> _GIVEN EXERCISE_
Restate, word for word, all of the material shown below.

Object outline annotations
========

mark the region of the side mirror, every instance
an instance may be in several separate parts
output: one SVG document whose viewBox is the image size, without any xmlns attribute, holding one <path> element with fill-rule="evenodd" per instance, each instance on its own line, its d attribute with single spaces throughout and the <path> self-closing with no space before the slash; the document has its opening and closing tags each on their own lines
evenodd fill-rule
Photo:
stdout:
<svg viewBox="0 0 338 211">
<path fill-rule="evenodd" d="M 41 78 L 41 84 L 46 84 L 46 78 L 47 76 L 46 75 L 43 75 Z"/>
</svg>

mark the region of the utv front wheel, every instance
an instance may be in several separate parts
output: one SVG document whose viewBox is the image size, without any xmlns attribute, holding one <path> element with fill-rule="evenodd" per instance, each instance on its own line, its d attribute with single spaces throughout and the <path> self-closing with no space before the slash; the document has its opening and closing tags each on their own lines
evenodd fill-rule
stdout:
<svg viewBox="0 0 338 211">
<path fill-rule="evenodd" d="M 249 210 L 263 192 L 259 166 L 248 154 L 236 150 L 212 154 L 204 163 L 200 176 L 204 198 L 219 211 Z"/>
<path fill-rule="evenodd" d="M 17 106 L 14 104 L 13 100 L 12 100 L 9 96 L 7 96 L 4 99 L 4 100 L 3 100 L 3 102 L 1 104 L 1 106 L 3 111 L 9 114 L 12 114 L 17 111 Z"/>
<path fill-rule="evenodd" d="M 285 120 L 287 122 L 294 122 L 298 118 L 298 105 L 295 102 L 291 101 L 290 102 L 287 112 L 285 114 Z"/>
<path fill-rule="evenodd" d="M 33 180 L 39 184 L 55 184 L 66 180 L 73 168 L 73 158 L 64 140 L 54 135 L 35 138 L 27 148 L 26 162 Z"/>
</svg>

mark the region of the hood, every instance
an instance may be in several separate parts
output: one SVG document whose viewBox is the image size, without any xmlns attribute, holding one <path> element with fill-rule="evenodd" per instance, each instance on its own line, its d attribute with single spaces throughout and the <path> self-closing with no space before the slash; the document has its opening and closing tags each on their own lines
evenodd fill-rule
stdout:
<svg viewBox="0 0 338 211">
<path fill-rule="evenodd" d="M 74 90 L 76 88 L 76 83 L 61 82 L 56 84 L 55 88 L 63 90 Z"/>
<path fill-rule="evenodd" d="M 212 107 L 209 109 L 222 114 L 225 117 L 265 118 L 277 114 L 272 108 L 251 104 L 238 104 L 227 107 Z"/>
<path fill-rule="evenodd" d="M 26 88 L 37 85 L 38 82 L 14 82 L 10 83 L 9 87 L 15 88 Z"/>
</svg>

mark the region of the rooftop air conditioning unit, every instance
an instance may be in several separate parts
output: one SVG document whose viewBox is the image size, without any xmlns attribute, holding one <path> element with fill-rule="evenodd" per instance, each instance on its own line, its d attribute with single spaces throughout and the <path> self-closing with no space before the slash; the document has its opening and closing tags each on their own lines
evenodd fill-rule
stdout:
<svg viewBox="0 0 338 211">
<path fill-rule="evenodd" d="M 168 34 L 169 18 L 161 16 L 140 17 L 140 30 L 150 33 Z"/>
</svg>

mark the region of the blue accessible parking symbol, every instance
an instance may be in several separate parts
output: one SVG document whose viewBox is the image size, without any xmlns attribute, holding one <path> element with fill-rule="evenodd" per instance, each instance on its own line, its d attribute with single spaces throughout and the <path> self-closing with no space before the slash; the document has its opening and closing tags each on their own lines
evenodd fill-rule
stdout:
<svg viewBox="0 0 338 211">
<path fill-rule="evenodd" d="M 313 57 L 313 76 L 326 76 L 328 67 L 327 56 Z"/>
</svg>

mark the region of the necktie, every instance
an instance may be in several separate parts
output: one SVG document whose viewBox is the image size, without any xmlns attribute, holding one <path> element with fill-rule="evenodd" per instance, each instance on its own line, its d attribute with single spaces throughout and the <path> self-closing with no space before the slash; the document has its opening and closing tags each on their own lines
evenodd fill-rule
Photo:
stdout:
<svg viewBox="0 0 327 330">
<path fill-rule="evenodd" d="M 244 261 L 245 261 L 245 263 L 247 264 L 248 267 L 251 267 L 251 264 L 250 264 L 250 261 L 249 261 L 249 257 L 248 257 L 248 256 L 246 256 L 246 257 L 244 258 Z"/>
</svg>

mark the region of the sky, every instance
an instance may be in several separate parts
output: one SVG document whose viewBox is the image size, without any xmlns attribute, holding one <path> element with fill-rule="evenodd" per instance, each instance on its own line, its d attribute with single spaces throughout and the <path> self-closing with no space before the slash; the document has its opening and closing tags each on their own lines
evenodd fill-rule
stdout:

========

> _TASK OUTPUT_
mark the region of the side mirror, every instance
an instance may be in several separate parts
output: one SVG document whose viewBox is the image size, without any xmlns attribute, holding one <path> element with fill-rule="evenodd" per instance, each instance on its own line, its d attribute with single spaces throughout and the <path> self-closing with no space before the slash; the document has its opening and closing tags each on their own lines
evenodd fill-rule
Photo:
stdout:
<svg viewBox="0 0 338 211">
<path fill-rule="evenodd" d="M 41 78 L 41 84 L 46 84 L 46 78 L 47 76 L 46 75 L 43 75 Z"/>
</svg>

mark the region of the utv front wheel, every instance
an instance may be in several separate parts
output: one SVG document whose viewBox is the image size, without any xmlns attribute, holding one <path> element with fill-rule="evenodd" per instance, each instance on its own line, its d attribute with single spaces throughout and the <path> self-closing with no space before the slash; the document has its opening and closing tags each on their own lines
evenodd fill-rule
stdout:
<svg viewBox="0 0 338 211">
<path fill-rule="evenodd" d="M 249 210 L 263 192 L 259 166 L 248 154 L 236 150 L 212 154 L 204 163 L 200 176 L 204 198 L 219 211 Z"/>
<path fill-rule="evenodd" d="M 17 106 L 14 104 L 13 100 L 12 100 L 9 96 L 7 96 L 4 99 L 4 100 L 3 100 L 3 102 L 1 104 L 1 106 L 3 111 L 9 114 L 12 114 L 17 111 Z"/>
<path fill-rule="evenodd" d="M 285 120 L 287 122 L 294 122 L 298 118 L 298 105 L 295 102 L 291 101 L 290 102 L 287 112 L 285 114 Z"/>
<path fill-rule="evenodd" d="M 33 180 L 39 184 L 55 184 L 66 180 L 73 168 L 73 158 L 64 140 L 54 135 L 35 138 L 27 148 L 26 162 Z"/>
</svg>

mark the region of the hood, every instance
an instance may be in several separate parts
output: one SVG document whose viewBox is the image size, without any xmlns attribute, holding one <path> element with fill-rule="evenodd" per instance, each instance on its own line, its d attribute with single spaces throughout and the <path> self-closing with no space before the slash; the document has its opening and closing tags each on their own lines
evenodd fill-rule
stdout:
<svg viewBox="0 0 338 211">
<path fill-rule="evenodd" d="M 74 90 L 76 88 L 76 83 L 61 82 L 56 84 L 55 88 L 63 90 Z"/>
<path fill-rule="evenodd" d="M 212 107 L 209 109 L 222 114 L 225 117 L 265 118 L 277 114 L 272 108 L 251 104 L 238 104 L 227 107 Z"/>
<path fill-rule="evenodd" d="M 26 88 L 37 85 L 38 82 L 14 82 L 10 83 L 9 87 L 15 88 Z"/>
</svg>

mark the region of the rooftop air conditioning unit, every instance
an instance may be in several separate parts
output: one SVG document whose viewBox is the image size, without any xmlns attribute, holding one <path> element with fill-rule="evenodd" per instance, each instance on its own line, its d attribute with single spaces throughout and the <path> self-closing with no space before the slash; the document has its opening and closing tags each on their own lines
evenodd fill-rule
stdout:
<svg viewBox="0 0 338 211">
<path fill-rule="evenodd" d="M 168 34 L 169 18 L 161 16 L 140 17 L 140 30 L 150 33 Z"/>
</svg>

mark the region of the blue accessible parking symbol, every instance
an instance may be in several separate parts
output: one SVG document whose viewBox is the image size, without any xmlns attribute, holding one <path> element with fill-rule="evenodd" per instance, each instance on its own line, its d attribute with single spaces throughout and the <path> self-closing with no space before the slash; the document has its opening and closing tags each on their own lines
evenodd fill-rule
stdout:
<svg viewBox="0 0 338 211">
<path fill-rule="evenodd" d="M 313 57 L 313 76 L 326 76 L 328 67 L 327 56 Z"/>
</svg>

mark the region of the necktie, every instance
an instance may be in several separate parts
output: one SVG document whose viewBox is the image size, without any xmlns attribute, holding one <path> element with fill-rule="evenodd" per instance, each instance on its own line, its d attribute with single spaces throughout and the <path> self-closing with no space before the slash; the document has its opening and closing tags each on their own lines
evenodd fill-rule
Photo:
stdout:
<svg viewBox="0 0 327 330">
<path fill-rule="evenodd" d="M 244 261 L 245 261 L 245 263 L 247 264 L 248 267 L 251 267 L 251 264 L 250 264 L 250 261 L 249 261 L 249 257 L 248 257 L 248 256 L 246 256 L 246 257 L 244 258 Z"/>
</svg>

mark the region of the sky, every instance
an instance may be in several separate parts
output: one SVG document whose viewBox is the image size, without any xmlns attribute, holding one <path> element with fill-rule="evenodd" per instance, each instance on its own line, its d attribute with single spaces throughout and the <path> self-closing with no space before the slash; the document has its opening and closing tags each on their own lines
evenodd fill-rule
stdout:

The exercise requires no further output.